Dê continuidade ao trecho sobre as mudanças de atitude diante da morte ao longo da história, a partir da última frase apresentada.
─── Trecho
Maud Mannoni cita em seu livro O nomeável e o inominável uma vasta pesquisa realizada por Philippe Áries em O homem diante da morte que explica as mudanças de atitude da sociedade diante desse acontecimento. Ele escreve que na Idade Média a morte dava como que um aviso prévio e as pessoas eram simplesmente observadores dos sinais sobre si mesmas. Quando chegava a hora, morriam exatamente como era preciso. Não havia recursos para fazer frente à morte. No século XVIII e até mesmo no início do século XIX, morria-se em público, a casa era aberta a todos. Era costume que os amigos, vizinhos, padres viessem assistir o moribundo.
O homem sabia que ia morrer e preparava-se para isso. Os testamentos com freqüência eram testamentos místicos, onde o homem dizia um trajeto de uma vida e o que a morte lhe remetia. Uma tradição se transmitia assim, da vida além da morte, para uma geração seguinte. Os túmulos tinham como função impor a recordação de uma vida à posteridade.
──────
─── Informações extraídas
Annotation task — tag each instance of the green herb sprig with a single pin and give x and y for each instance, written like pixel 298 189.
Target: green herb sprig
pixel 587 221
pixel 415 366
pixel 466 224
──────
#### Resposta
Na contemporaneidade os ritos da morte são simplificados e os avanços da ciência empurram a morte cada vez mais para longe da existência do homem. A morte não é mais vista como fazendo parte da vida e seu insondável mistério banalizado. A ciência resiste à morte tanto quanto o profissional se sente impotente diante dela na relação com o paciente. O doente terminal Como lidar com doente para quem a ciência já não tem mais recurso? O paciente marcado por uma doença incurável ou em fase terminal, convoca o profissional da área de saúde e também seus familiares a se portar diante da morte. Como lidar com essa experiência, como ajudar essa pessoa, o que fazer nesse momento em que parece que não há mais nada que possa ser feito? Ainda que a existência autônoma esteja comprometida, até mesmo quanto à dignidade da existência, há ali um sujeito. O cuidado, a realidade que lhe é propiciada, faz surgir nele uma dimensão tranqüilizadora ou de desamparo.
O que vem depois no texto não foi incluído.